__Bloque de texto__:
-- -- --

JAVIER FURER
Domingo

Un SADAIC para las fotocopias

Protestas generalizadas frenaron el intento del Gobierno de darle la gestión colectiva de los derechos de autor a una organización poco conocida pero con mucho poder de lobby. Menos mal: hubiera sido un desastre.

Hay discusiones que parecen menores cuando todo parece a punto de prenderse fuego pero que a la vez iluminan los modos en que solemos encarar nuestros problemas. Hace pocos días “estalló en las redes” un debate sobre el Centro de Administración de Derechos Reprográficos de Argentina (CADRA) y la gestión colectiva de los derechos de autor, a partir del anuncio que hizo la entidad acerca de la inminente firma de un decreto –se preparaba un acto en el CCK con la presencia del Presidente Alberto Fernández– que luego fue descartado, al menos por ahora, debido a las críticas que recibió el proyecto por parte de diversas asociaciones como la Fundación Vía LIbre o la Asociación de Bibliotecarios Graduados. Una colección de defectos clásicos se concentra en este episodio: ante un problema se busca una solución rápida, se apela a falacias emotivas (¡apoyemos a los artistas! ¡salvemos a la cultura!), se anula el debate público y se recurre al poder de lobby de un sector, se funda un monopolio, se exprime la fuente aparentemente inagotable de los fondos públicos y se reacciona tardíamente a la protesta, todo para intentar imponer una idea que, como espero demostrar, no sirve para solucionar el problema de origen.

Todos sabemos que fotocopiar o digitalizar libros puede violar los derechos de sus autores y editores, pero también sabemos que sin ese recurso la educación y la investigación serían casi imposibles. Quien nunca haya leído un texto en una fotocopia, que tire la primera piedra. Es un problema, sería absurdo negarlo, y eso genera una tensión entre los intereses de las bibliotecas, las universidades y todo el sistema educativo por un lado, y los productores culturales, autores y editores, por el otro. Es bueno para la comunidad que los autores y editores ganen dinero para seguir creando y editando, y es bueno para la comunidad que las producciones intelectuales y artísticas sean cada vez más accesibles.

El decreto propuesto le daría un reconocimiento estatal a su actividad y un monopolio en la representación, aun de quienes no tienen la más remota idea de su existencia.

-- -- --

__Ejercicio breve A__:
Responde estas preguntas con lo que dice el artículo sobre CADRA:
(i) ¿Dónde se preparaba el acto para la firma del decreto?
(ii) ¿Qué dos actividades serían casi imposibles sin fotocopiar o digitalizar libros?
(iii) ¿Qué le daría el decreto propuesto a la entidad, según el último párrafo?
__Ejercicio breve B__:
Redacta la continuación del artículo sobre CADRA a partir de su última oración.

-- -- --

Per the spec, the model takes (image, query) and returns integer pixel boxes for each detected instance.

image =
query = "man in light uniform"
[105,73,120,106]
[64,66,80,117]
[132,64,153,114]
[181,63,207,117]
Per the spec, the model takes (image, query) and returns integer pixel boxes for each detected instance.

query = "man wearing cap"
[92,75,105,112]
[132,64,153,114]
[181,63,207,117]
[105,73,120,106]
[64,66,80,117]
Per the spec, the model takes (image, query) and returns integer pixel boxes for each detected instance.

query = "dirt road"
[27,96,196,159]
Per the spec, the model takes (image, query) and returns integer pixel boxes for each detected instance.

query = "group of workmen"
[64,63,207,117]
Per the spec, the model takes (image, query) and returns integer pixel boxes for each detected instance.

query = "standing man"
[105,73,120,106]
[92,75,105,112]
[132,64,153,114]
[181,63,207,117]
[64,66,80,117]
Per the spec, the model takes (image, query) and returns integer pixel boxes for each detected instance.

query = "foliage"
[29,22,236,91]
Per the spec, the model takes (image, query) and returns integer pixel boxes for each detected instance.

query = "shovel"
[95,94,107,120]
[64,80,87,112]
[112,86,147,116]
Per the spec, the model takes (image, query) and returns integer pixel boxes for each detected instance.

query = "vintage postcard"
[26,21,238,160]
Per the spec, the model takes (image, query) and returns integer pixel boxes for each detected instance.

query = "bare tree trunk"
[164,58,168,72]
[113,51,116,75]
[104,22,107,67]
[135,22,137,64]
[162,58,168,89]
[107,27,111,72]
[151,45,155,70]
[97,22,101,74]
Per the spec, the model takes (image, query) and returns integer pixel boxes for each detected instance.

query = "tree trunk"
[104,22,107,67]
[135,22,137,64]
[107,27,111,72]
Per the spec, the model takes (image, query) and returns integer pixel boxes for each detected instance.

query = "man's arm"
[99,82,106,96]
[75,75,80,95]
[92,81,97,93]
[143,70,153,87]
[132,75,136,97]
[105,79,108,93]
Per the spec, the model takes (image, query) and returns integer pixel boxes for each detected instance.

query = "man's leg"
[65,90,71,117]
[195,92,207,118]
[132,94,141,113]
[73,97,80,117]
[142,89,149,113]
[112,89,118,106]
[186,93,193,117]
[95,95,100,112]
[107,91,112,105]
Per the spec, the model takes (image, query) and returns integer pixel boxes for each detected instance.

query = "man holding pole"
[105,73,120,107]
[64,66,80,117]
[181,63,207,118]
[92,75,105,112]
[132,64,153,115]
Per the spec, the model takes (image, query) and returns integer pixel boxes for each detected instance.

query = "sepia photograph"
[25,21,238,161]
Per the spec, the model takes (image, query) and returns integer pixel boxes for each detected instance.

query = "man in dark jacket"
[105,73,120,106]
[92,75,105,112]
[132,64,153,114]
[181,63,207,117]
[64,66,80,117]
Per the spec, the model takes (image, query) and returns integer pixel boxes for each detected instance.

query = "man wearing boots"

-- -- --

__Respuesta escrita A__:
(i) En el CCK, con la presencia del Presidente Alberto Fernández.
(ii) La educación y la investigación.
(iii) Le daría un reconocimiento estatal a su actividad y un monopolio en la representación, aun de quienes no tienen la más remota idea de su existencia.

__Respuesta escrita B__:
Desde hace ya más de 20 años circula entre nosotros una idea para solucionar esa tensión. Una idea malísima, en mi opinión, es la gestión colectiva de los “derechos reprográficos”. Una palabra tan fea debería alertarnos. Una asociación civil, el Centro de Administración de Derechos Reprográficos de Argentina (CADRA), se propone recaudar dinero a través de un canon a cobrarse a cada fotocopiadora, pero también a cada biblioteca y a cada centro de enseñanza público o privado del país, a cambio del permiso para realizar copias –físicas o digitales– del material protegido. Hasta el momento sólo representa a sus socios actuales, menos de 2.000 en un país con miles de editoriales y centenares de miles de autores, por lo que su posibilidad de cobro se limita a cierta capacidad de anunciar el inicio de acciones legales a quienes no paguen sus licencias. El decreto a la firma de Alberto Fernández le daría un reconocimiento estatal a su actividad y un monopolio en la representación, aun de quienes no tienen la más remota idea de su existencia.

Cobrar dos veces

Hay ideas que de lejos parecen buenas. ¿Quién podría oponerse a que un autor cobre lo que corresponde por su trabajo? En un video promocional, Martín Kohan declama sobre esas injusticias, aunque sin hacer referencia alguna al modelo concreto que propone CADRA ni al dinero que deberán pagar instituciones que, doy por descontado, el autor admira y desea proteger.
¿Dónde están los problemas, entonces?

Antes de exponerlos, me permito incorporar unos pocos números para entender de qué estamos hablando. Basta leer el minimalista “tarifario” de CADRA para calcular que una universidad con más de 100.000 alumnos, como la Universidad Nacional de La Plata, tendría que desembolsar 758 millones de pesos anuales por “reprografía” y 1.515 millones de pesos por “digital”. Mientras seguimos con el análisis, vayamos pensando por dónde recortar los presupuestos universitarios para hacer lugar a este pedido.

En este modelo, las universidades y las bibliotecas son presentadas como meras violadoras de derechos ajenos, como si no realizaran aporte alguno a la industria editorial y a la producción de conocimiento. No descarto que esa idea perversa anide en alguna cabeza, pero es penoso comprobar que es el propio Estado el que la asume. Me limito a enumerar algunas cuestiones que deberían ser obvias. En principio, el éxito comercial de un libro técnico ­universitario –el grueso de los que son reproducidos en el ámbito educativo– está directamente relacionado con su inclusión en los planes de estudio (y su inclusión se basa muchas veces en el prestigio del autor, construido a partir de la cita entre pares). La incorporación de un libro literario a los planes de estudio de la educación primaria y secundaria –su incorporación al canon escolar­­– le garantiza una sobrevida comercial mucho mayor de la esperada para cualquier otro texto: los best-sellers no están entre los libros más fotocopiados por el sistema educativo.

Las universidades y las bibliotecas son presentadas como meros violadores de derechos, como si no realizaran aporte alguno a la industria editorial y a la producción de conocimiento.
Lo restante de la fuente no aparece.